▶ Selected text
Dealing with the teacher shuffle.

Forget what you see or read elsewhere.

The impasse between Portland teachers and the school district isn't about a greedy union. Nor is it about a hard-headed school district, seeking to balance its budget on the backs of teachers' health insurance.

Instead, it's about a Reed College grad who, for two decades, has refused to let the Portland School Board dodge the twin bogeymen of polite conversation: race and poverty.

Ron Herndon has long been the most eloquent and uncompromising critic of the Portland Public Schools. The chairman of the national Head Start board of directors is also the reason why, as the Nose delivered his column to his editors, school-board members were still looking down the barrel of a strike gun. On Monday, Mayor Vera Katz proposed a city bailout to stave off Portland's first-ever strike.

Twenty years ago Herndon climbed up on a desk at a Portland School Board meeting and used a megaphone to take over the meeting. Twelve years ago, the same Herndon organized a one-day boycott of the Portland school district. Last year he again disrupted board meetings.

Herndon hasn't been involved in the negotiations between teachers and the district. But the large shadow he casts is a huge factor in the current impasse. And it has nothing to do with health insurance.

The luxurious medical benefits Portland teachers currently enjoy are dominating the headlines. But there is another issue that has become just as serious to both sides: the ability to shuffle teachers around without permission.

Currently, the district cannot take a teacher from Ainsworth Elementary School (on the prosperous west side) and move her to Vernon Elementary (in a decidedly less upscale Northeast neighborhood) without her OK.

Yet the district is trying desperately to change that and is demanding, as part of its current negotiations, to have that right written into the contract. The teachers union is just as adamant that it will not cave in and grant what are called "involuntary teacher transfers."

Where does Herndon fit in? In more than two decades, his beef hasn't changed: Poor and minority students in Portland don't do as well as white kids.

Herndon is convinced that one of the key reasons for the gap is that poor and minority kids get the worst teachers. The inexperienced. The inept. If a position opens up at a low-achieving school, teachers with seniority are unlikely to transfer there. And, under the current contract, administrators can't force them to.

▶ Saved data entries

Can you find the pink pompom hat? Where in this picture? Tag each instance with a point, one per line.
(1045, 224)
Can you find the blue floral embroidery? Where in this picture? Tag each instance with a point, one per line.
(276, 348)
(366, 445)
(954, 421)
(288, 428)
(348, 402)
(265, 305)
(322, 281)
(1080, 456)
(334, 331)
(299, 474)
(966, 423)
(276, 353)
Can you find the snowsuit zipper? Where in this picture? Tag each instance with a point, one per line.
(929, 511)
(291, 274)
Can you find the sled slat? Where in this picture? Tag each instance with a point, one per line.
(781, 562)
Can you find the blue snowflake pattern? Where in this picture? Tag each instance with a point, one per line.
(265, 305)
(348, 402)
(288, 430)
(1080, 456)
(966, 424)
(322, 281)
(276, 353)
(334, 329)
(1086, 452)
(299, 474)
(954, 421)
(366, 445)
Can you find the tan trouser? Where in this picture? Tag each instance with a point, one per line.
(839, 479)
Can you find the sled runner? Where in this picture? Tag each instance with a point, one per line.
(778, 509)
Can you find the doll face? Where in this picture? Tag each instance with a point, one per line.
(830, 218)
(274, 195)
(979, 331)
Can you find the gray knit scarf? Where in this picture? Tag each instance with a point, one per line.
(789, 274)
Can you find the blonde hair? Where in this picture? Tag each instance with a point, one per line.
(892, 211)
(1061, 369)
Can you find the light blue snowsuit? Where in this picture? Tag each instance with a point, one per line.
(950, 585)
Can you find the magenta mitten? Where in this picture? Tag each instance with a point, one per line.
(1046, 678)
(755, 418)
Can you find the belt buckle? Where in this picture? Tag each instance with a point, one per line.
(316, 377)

...

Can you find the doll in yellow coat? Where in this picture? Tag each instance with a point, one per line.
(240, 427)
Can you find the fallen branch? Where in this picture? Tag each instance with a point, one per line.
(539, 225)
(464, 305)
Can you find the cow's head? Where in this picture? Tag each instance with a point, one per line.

* * *

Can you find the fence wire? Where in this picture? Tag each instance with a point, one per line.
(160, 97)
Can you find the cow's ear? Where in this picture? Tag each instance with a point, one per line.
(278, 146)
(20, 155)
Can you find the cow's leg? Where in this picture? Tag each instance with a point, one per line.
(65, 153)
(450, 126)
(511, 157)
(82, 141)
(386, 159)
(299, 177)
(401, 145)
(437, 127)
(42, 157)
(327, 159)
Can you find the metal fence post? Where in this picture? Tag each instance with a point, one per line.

▶ Study questions
1. How would you render this sentence from the Portland teacher column in Spanish: "Ron Herndon has long been the most eloquent and uncompromising critic of the Portland Public Schools."
2. Which protest actions does the Portland teacher column say Herndon carried out against the Portland School Board or the school district? List them all.
3. Can you resume the Portland teacher column after its final sentence and carry it a few paragraphs further?

▶ Activity answers
1. Ron Herndon ha sido durante mucho tiempo el crítico más elocuente e intransigente de las Escuelas Públicas de Portland.

2.
- Twenty years ago he climbed up on a desk at a Portland School Board meeting and used a megaphone to take over the meeting.
- Twelve years ago he organized a one-day boycott of the Portland school district.
- Last year he again disrupted board meetings.

3.
That's why this issue has become so important in the current contract bargaining. "How can we attack achievement without affecting teaching transfers?" asks board member Marc Abrams. The Nose can almost feel Herndon's warm breath on Abrams' back.

If you will forgive him for sticking his schnozz into the collective bargaining process, the Nose has a couple of observations.

First, although Herndon's concern about the achievement gap may be legitimate, it's not clear that "involuntary teacher transfers" are the answer. Consider Jefferson High School, which had a staffing overhaul in 1998. At the time, the "reconstitution" gave district administrators a free hand in choosing which teachers would work there. Today Jeff, by nearly any measure, is worse off than it was before the changes. Test scores remain abysmal, and enrollment has dropped 16 percent, while Grant's and Benson's student populations have grown during the same period.

Second, even if the right to assign teachers is a laudable goal, is it worth risking a strike over? The school board needs to find some way to cut costs, and health care is the only big-ticket item it controls. If the district sacrificed the goal of ordering teachers around, the union would be far more likely to make some concessions on its overly generous health insurance plan. The union would save the district needed millions, avoid a strike and place this impending crisis behind us.

The alternative is a protracted labor battle that could lead to a district that looks like those in most big-cities: a system where only poor and minority kids attend. Come to think of it, that's one way to get rid of the gap.